[Dataset excerpt]

◇ ◇ ◇ ◇ ◇

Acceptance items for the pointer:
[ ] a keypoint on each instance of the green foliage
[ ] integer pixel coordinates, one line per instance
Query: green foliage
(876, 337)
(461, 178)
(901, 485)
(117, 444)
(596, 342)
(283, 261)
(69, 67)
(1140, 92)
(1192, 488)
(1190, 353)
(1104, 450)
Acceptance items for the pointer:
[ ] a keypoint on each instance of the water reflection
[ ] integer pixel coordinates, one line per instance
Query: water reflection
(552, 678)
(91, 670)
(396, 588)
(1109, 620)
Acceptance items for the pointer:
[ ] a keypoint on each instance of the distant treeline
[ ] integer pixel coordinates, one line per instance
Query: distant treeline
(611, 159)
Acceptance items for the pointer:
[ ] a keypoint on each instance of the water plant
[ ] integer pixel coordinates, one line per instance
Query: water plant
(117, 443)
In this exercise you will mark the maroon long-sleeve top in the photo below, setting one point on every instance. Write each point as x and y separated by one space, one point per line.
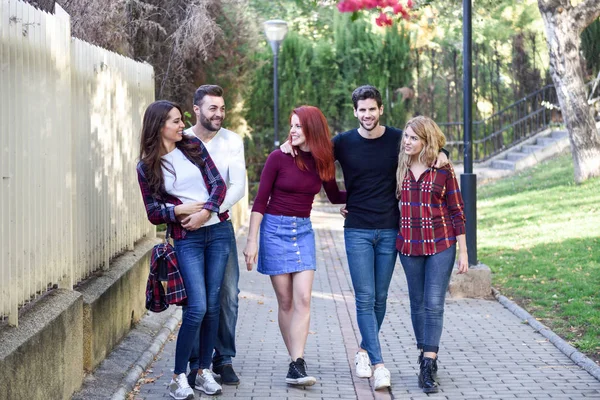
286 190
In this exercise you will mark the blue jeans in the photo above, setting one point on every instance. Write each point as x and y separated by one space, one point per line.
371 259
428 278
202 258
225 343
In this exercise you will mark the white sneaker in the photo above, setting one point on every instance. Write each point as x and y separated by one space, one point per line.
180 389
363 364
205 382
382 378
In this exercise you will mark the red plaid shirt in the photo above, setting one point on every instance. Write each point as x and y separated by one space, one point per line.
431 212
157 299
159 213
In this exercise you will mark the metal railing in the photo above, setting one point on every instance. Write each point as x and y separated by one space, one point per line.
70 116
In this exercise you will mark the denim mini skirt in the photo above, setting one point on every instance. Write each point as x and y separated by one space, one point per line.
287 244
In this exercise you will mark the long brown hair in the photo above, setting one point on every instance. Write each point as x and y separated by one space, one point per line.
318 139
152 148
433 140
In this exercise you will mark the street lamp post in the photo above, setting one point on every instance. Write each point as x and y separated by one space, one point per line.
275 30
468 180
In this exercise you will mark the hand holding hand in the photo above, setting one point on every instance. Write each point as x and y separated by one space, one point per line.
196 220
250 254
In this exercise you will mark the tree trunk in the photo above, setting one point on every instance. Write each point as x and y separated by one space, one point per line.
560 19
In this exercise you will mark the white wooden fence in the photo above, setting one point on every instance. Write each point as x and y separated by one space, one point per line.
70 116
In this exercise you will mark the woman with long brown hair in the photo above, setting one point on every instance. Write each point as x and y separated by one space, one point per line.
282 208
182 187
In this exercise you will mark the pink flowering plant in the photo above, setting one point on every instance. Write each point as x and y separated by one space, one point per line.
388 9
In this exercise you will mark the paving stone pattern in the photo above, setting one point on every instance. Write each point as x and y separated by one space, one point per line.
486 351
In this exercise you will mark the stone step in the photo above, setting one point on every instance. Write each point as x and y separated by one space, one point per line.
528 148
515 155
503 164
560 134
545 141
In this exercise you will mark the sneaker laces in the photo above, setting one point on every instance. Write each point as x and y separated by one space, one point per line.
300 367
208 376
182 382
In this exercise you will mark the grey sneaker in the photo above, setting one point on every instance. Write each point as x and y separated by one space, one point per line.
205 382
179 388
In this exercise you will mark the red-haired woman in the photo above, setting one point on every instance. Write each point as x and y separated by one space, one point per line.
281 208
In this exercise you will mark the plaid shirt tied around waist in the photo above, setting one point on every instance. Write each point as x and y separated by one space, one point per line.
431 212
160 213
158 297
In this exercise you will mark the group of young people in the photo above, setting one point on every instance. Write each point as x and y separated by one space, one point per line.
401 197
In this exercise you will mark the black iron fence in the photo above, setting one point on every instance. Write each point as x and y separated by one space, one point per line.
506 128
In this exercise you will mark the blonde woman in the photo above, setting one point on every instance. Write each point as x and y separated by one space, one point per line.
432 221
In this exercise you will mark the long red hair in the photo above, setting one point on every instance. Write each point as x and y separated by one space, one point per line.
318 139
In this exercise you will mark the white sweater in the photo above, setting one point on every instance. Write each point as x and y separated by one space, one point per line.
226 149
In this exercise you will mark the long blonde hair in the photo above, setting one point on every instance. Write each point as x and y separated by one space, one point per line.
433 139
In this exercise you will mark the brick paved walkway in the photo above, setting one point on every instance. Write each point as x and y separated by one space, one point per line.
486 351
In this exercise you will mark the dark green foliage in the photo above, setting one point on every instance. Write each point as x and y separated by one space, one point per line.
590 46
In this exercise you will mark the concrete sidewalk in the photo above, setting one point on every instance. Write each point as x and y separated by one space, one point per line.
486 351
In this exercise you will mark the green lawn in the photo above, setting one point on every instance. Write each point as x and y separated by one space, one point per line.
539 233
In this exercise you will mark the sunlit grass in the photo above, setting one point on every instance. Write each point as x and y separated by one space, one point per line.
540 235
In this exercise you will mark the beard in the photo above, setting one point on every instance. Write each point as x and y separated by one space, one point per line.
209 125
375 125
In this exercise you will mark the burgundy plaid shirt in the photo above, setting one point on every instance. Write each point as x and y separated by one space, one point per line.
431 212
157 299
159 213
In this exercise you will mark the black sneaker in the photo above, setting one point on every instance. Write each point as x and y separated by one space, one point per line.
297 374
227 374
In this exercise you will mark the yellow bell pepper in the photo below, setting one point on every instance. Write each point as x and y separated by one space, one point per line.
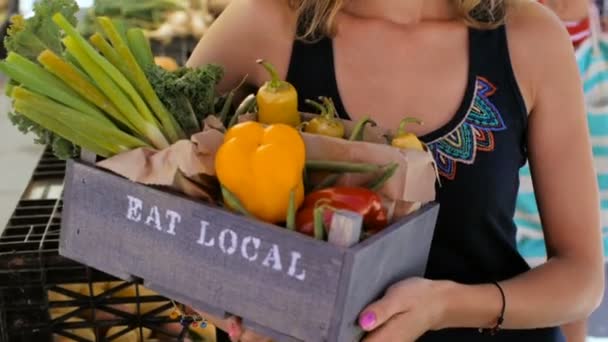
407 140
277 100
262 166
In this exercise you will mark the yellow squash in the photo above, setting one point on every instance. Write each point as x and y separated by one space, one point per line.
277 100
261 166
407 140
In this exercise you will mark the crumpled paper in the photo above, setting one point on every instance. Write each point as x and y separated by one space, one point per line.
188 166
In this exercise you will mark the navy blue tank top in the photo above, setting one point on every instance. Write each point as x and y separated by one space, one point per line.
478 154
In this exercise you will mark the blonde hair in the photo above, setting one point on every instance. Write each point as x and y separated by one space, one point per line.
317 17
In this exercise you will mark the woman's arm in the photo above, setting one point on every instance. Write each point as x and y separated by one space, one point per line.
569 10
247 30
570 285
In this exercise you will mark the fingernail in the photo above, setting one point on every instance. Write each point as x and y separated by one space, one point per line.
232 330
368 320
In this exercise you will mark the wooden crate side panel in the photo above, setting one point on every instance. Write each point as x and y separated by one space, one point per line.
277 279
398 253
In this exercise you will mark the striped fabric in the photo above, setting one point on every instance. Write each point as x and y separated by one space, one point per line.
594 70
579 30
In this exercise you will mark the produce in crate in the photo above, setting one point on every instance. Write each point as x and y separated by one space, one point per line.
256 162
161 20
407 140
277 100
78 97
327 123
3 10
132 334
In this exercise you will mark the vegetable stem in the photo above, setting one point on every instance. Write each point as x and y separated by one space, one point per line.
81 84
377 184
145 128
291 211
169 124
233 202
140 46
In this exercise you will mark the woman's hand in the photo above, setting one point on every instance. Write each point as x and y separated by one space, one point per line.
409 309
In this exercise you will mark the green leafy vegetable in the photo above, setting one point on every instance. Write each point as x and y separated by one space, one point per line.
29 37
188 93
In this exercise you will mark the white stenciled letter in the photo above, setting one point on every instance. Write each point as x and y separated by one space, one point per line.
134 210
295 256
201 241
233 241
174 219
273 257
256 246
154 217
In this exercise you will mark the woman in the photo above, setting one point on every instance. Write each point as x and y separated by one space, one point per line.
488 102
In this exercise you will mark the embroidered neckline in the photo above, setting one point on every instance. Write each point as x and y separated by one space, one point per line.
474 133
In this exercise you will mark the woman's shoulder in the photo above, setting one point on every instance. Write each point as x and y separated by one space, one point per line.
245 31
538 43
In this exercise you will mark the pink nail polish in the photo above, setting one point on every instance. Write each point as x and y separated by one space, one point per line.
368 320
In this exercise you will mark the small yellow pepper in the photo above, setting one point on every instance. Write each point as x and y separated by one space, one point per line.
327 123
407 140
262 166
277 100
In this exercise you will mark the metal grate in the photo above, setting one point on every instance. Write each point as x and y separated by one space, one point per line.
41 293
179 48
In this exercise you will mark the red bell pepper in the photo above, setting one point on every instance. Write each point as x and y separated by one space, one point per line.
363 201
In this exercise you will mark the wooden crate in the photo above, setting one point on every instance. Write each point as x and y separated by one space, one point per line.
283 284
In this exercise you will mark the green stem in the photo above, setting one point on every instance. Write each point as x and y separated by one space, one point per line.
359 130
378 183
341 167
319 225
226 108
116 95
328 182
405 122
110 53
36 78
291 211
276 83
242 109
234 202
169 124
318 106
140 46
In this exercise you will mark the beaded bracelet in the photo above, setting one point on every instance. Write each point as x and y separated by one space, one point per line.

◇ ◇ ◇ ◇ ◇

> Exercise goal: Set down only these lines, exactly: the line containing "In this exercise you will mark the wooden crate in" and each line after it, through the end of the listing.

> Reply:
In this exercise you will mark the wooden crate in the photo above, setting one point on every instance. Write each point as x and y separated by one space, one point per line.
283 284
In this exercise you will mark the green stem in the photo above, setting one point on every instance. Write each point as x and y separated by one space, one point per line.
359 130
378 183
341 167
319 225
226 108
116 95
328 182
405 122
110 53
36 78
291 211
276 83
242 109
234 202
169 124
318 106
140 46
In this exercise you will mark the beaded bracelet in the photo above, setting one point on every instance. Write each point as x and y separated by one space, one point per line.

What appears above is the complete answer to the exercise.